**Brief:**
Extract every line of the records that contains the word "shirt".

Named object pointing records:
-=-=-=-=-
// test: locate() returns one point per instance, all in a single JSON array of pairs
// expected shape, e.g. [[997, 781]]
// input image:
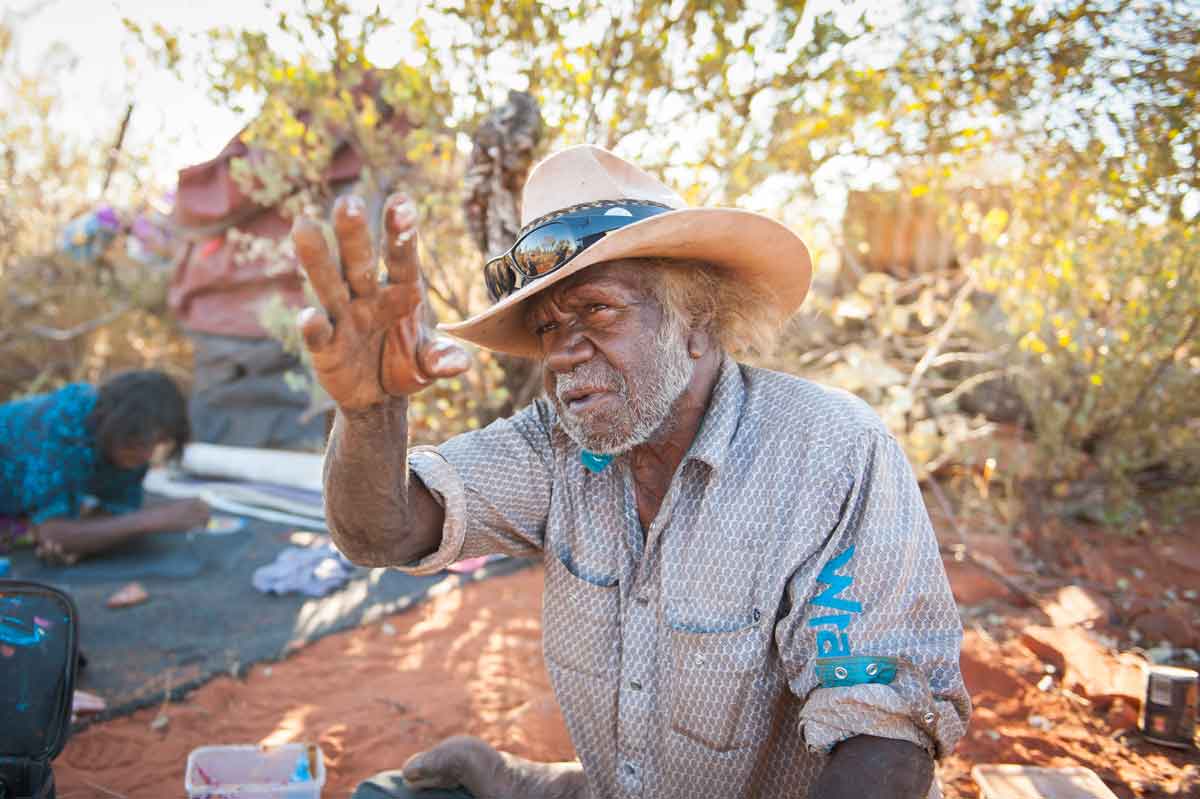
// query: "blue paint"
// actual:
[[593, 462], [19, 634], [837, 584], [834, 643]]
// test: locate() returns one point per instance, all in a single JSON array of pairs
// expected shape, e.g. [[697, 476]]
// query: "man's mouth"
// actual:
[[583, 397]]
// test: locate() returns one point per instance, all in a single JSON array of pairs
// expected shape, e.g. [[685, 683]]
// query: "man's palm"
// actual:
[[369, 341]]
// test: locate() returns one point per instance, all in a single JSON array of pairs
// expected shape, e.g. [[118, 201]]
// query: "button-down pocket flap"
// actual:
[[712, 676], [580, 622]]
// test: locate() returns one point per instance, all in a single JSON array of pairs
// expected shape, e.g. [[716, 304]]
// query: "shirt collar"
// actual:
[[715, 437]]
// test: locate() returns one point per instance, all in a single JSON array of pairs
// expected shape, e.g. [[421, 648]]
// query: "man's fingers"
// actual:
[[400, 240], [315, 328], [442, 358], [354, 245], [319, 265]]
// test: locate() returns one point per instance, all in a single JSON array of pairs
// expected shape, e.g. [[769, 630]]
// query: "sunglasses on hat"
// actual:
[[549, 244]]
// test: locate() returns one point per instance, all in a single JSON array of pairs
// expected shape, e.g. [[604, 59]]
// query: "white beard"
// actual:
[[648, 397]]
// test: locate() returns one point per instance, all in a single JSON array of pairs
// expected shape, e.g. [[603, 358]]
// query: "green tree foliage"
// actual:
[[59, 319], [1074, 118]]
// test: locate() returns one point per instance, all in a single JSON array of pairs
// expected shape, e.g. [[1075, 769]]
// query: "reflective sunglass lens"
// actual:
[[545, 248]]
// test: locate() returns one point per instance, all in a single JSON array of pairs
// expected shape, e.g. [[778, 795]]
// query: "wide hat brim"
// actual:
[[749, 246]]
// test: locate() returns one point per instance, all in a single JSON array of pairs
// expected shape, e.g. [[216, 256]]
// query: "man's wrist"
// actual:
[[868, 766], [381, 414]]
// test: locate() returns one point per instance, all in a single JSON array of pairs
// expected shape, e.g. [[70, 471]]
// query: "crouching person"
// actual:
[[744, 596], [72, 463]]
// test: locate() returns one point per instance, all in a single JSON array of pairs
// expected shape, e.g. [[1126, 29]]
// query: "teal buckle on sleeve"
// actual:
[[856, 670], [593, 462]]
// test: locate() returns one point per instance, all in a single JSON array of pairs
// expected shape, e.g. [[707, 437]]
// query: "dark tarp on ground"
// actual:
[[204, 618]]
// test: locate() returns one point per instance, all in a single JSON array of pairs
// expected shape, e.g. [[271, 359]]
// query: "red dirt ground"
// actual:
[[471, 662]]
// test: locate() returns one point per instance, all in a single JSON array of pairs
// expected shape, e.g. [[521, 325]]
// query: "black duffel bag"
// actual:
[[39, 654]]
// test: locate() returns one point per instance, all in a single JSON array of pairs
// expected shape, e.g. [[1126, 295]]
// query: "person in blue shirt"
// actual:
[[72, 463]]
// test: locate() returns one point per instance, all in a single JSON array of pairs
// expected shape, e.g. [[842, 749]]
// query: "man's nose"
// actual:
[[568, 350]]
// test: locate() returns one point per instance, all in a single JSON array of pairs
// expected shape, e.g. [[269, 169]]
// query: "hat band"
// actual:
[[551, 241]]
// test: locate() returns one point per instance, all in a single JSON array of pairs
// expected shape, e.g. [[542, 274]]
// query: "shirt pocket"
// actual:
[[713, 678], [580, 622]]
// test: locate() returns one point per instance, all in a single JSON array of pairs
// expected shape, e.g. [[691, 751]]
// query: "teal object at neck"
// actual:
[[593, 462]]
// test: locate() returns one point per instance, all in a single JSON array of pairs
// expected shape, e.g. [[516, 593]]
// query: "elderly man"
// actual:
[[743, 595]]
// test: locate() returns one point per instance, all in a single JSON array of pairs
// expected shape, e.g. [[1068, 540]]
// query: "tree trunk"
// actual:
[[504, 149]]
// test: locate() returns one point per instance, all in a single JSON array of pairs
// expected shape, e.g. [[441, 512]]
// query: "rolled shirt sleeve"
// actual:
[[495, 485], [873, 646]]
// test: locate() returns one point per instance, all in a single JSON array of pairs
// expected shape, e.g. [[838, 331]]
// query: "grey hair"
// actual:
[[697, 294]]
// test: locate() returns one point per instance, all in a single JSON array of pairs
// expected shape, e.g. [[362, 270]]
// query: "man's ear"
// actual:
[[700, 342]]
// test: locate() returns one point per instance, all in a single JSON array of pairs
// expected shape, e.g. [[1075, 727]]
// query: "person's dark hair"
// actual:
[[136, 407]]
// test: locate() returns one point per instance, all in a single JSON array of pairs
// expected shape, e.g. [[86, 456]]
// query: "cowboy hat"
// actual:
[[754, 247]]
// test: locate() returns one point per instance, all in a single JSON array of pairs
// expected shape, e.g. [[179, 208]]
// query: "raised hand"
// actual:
[[369, 341]]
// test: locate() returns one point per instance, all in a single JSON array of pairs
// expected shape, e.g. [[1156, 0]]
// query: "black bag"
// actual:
[[39, 654]]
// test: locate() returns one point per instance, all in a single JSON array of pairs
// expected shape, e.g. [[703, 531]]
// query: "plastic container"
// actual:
[[286, 772]]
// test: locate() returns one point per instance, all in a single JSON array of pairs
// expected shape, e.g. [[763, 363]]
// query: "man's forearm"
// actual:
[[883, 768], [377, 516]]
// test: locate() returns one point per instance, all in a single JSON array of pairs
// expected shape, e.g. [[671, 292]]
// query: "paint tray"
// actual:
[[286, 772]]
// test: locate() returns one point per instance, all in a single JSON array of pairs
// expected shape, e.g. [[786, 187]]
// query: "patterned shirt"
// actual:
[[789, 594], [49, 461]]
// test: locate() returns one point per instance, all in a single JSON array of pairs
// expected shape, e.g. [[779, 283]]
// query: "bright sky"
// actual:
[[177, 118], [173, 120]]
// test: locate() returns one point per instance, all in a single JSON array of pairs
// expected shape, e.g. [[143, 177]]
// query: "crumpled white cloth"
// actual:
[[313, 571]]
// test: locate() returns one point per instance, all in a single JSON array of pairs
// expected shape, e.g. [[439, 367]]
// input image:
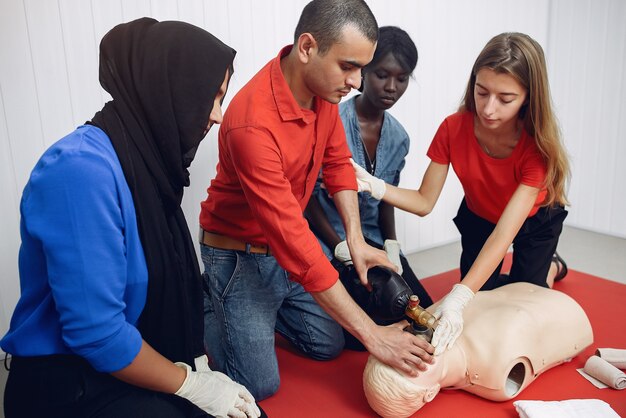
-=-=-=-=-
**Complete output:**
// query: "shirt collar"
// query: "person in blue shirt"
// query: "shirt pocket"
// query: "rolled shirt sleeve"
// query: "patterned shirt"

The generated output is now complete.